Labeling and segmentation records
········
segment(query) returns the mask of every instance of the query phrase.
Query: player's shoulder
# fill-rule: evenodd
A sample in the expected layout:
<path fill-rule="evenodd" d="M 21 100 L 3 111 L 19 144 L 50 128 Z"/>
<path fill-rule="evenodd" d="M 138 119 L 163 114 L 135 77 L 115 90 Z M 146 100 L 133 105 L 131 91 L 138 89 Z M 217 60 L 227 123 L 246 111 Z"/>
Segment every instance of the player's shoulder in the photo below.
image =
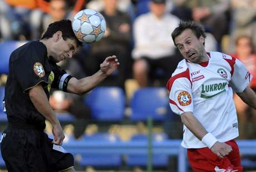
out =
<path fill-rule="evenodd" d="M 167 82 L 166 88 L 169 90 L 170 90 L 174 82 L 179 79 L 186 80 L 191 84 L 189 69 L 186 63 L 185 59 L 183 59 L 179 63 L 176 69 L 171 75 L 171 77 Z"/>
<path fill-rule="evenodd" d="M 181 61 L 180 61 L 178 63 L 177 67 L 176 68 L 174 73 L 173 73 L 173 74 L 171 74 L 171 77 L 173 77 L 174 75 L 183 73 L 185 72 L 186 70 L 189 70 L 186 63 L 187 62 L 185 59 L 183 59 Z"/>
<path fill-rule="evenodd" d="M 207 54 L 210 56 L 210 58 L 221 58 L 224 59 L 230 59 L 232 60 L 234 59 L 234 57 L 231 56 L 230 55 L 228 55 L 222 52 L 207 52 Z"/>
········
INSTRUCTIONS FOR THE TASK - Find every line in the records above that contains the word "shoulder", matching case exactly, and copy each of those lines in full.

FULL OUTPUT -
Query: player's shoulder
Segment every instance of the player's shoulder in the photo below.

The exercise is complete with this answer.